- [PASSAGE]
###

542. Deputy Thomas Pringle asked the Minister for Defence if he will provide details of payments made to the CEO or equivalent of all agencies under the aegis of his Department including details of any bonuses, pension entitlements or any other remuneration paid to him or her in 2012. [10179/13]

View answer

Written answers (Question to Defence)

I propose to take Questions Nos. 541 and 542 together.

The agencies associated with the Department in the period 2008 to 2012 were the Civil Defence Board, the Army Pensions Board and the Board of Coiste an Asgard. The agencies were staffed by civil servants.

No bonuses or other performance related payments and or allowances have been made to these staff since 2008.

The Civil Defence Board was identified in the Public Service Reform Plan as a body to be abolished. Legislation was passed by the Oireachtas in December 2012 for the dissolution of the Board and the transfer of its functions back to the Department of Defence. The Chief Executive Officer of the Civil Defence Board in 2012 was a serving civil servant at Principal Officer grade. The arrangements that apply to the CEO in respect of pension and expenses are the same as for all Civil Service staff.

###

- [EXERCISE REQUIREMENTS]
Quote the Defence written answer word for word, from "Written answers (Question" down to "by civil servants.".

- [DATA PROVIDED]
###

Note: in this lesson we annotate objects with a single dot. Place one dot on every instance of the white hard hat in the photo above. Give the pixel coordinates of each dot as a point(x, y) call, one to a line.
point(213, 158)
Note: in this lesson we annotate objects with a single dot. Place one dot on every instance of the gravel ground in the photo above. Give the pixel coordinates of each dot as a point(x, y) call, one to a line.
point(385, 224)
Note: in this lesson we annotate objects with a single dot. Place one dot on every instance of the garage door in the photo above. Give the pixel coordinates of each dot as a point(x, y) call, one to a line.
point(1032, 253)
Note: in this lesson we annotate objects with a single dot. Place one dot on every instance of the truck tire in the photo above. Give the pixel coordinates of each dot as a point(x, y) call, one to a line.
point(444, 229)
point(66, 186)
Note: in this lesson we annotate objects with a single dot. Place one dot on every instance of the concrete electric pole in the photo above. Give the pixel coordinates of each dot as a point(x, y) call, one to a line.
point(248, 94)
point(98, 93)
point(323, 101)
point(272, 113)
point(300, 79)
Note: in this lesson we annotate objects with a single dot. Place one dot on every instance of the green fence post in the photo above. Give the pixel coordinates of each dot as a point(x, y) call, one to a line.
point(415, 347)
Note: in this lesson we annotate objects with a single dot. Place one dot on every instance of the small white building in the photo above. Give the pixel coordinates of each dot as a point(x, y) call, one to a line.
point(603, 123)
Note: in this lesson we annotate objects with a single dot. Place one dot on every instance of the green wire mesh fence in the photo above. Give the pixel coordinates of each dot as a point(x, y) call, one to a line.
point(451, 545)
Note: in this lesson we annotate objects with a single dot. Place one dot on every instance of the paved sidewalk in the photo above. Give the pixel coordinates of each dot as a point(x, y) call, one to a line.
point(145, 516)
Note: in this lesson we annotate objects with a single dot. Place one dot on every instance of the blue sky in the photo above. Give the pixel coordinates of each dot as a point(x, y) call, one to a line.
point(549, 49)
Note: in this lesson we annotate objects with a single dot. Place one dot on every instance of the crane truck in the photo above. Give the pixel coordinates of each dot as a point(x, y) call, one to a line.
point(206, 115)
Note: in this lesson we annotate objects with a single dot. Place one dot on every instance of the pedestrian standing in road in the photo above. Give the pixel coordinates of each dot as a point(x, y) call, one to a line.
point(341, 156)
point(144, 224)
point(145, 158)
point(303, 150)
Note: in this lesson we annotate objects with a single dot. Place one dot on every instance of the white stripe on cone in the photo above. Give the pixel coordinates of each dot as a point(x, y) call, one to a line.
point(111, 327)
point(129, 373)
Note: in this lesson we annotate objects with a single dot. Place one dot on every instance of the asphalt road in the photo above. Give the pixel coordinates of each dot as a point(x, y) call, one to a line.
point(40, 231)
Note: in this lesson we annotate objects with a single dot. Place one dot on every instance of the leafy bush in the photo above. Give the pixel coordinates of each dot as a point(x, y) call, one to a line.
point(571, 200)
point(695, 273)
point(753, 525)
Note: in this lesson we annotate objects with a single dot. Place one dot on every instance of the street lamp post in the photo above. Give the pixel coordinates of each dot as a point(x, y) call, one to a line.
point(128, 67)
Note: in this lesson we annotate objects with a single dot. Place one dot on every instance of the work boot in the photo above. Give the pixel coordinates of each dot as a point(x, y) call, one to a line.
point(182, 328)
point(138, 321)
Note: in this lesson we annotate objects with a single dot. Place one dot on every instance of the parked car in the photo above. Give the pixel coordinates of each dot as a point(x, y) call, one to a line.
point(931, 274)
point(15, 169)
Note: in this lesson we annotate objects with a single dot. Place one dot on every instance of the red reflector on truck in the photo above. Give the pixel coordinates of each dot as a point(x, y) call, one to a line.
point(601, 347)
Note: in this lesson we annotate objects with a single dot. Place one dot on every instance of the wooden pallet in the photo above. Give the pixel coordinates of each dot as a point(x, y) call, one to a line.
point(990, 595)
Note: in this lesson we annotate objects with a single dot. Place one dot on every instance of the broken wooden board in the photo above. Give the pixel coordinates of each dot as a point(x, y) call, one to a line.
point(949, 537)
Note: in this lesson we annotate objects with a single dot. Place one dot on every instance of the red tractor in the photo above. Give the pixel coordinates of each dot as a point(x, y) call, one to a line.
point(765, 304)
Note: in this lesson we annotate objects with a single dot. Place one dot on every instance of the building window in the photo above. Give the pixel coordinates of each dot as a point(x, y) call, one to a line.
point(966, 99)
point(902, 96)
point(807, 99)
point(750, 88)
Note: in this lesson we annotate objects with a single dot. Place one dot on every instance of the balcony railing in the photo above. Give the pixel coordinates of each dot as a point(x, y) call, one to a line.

###

- [EXERCISE RESPONSE]
Written answers (Question to Defence)

I propose to take Questions Nos. 541 and 542 together.

The agencies associated with the Department in the period 2008 to 2012 were the Civil Defence Board, the Army Pensions Board and the Board of Coiste an Asgard. The agencies were staffed by civil servants.